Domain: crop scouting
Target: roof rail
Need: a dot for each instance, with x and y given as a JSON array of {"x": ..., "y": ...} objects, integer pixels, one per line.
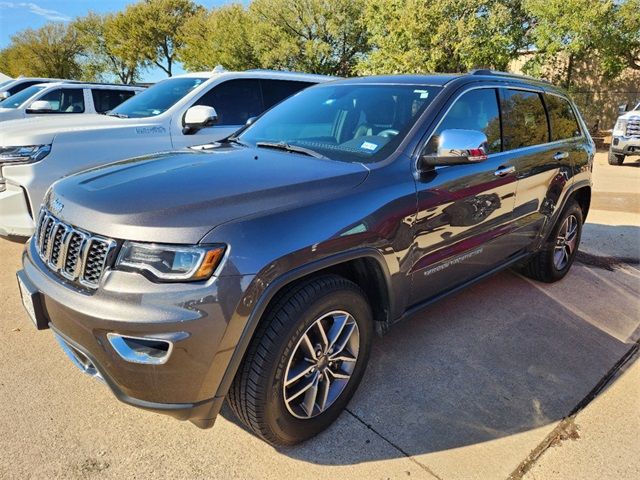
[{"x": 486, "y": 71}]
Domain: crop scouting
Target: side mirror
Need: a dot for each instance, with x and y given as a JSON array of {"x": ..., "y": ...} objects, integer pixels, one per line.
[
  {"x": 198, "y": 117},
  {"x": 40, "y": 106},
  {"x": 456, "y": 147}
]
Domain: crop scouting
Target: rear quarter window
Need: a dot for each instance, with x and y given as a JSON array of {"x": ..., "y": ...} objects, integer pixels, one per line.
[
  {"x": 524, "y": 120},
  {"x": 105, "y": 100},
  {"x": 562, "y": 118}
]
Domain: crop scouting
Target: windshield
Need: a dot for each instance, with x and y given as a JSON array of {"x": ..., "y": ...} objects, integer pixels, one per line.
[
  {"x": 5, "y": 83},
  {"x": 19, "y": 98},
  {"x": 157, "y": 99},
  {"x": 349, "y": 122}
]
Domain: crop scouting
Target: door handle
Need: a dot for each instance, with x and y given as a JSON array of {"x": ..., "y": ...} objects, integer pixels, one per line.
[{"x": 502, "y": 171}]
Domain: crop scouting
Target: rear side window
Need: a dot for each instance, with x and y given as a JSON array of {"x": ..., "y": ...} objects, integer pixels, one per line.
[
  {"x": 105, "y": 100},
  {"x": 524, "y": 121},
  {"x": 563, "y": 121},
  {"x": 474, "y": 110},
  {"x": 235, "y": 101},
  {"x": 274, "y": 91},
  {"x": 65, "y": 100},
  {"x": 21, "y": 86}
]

++++++++

GIVEN INSTRUCTION> Identify each line of the items above that contains the word "window" and copy those lines in full.

FULL SOLUTION>
Target: rear quarter window
Target: rear side window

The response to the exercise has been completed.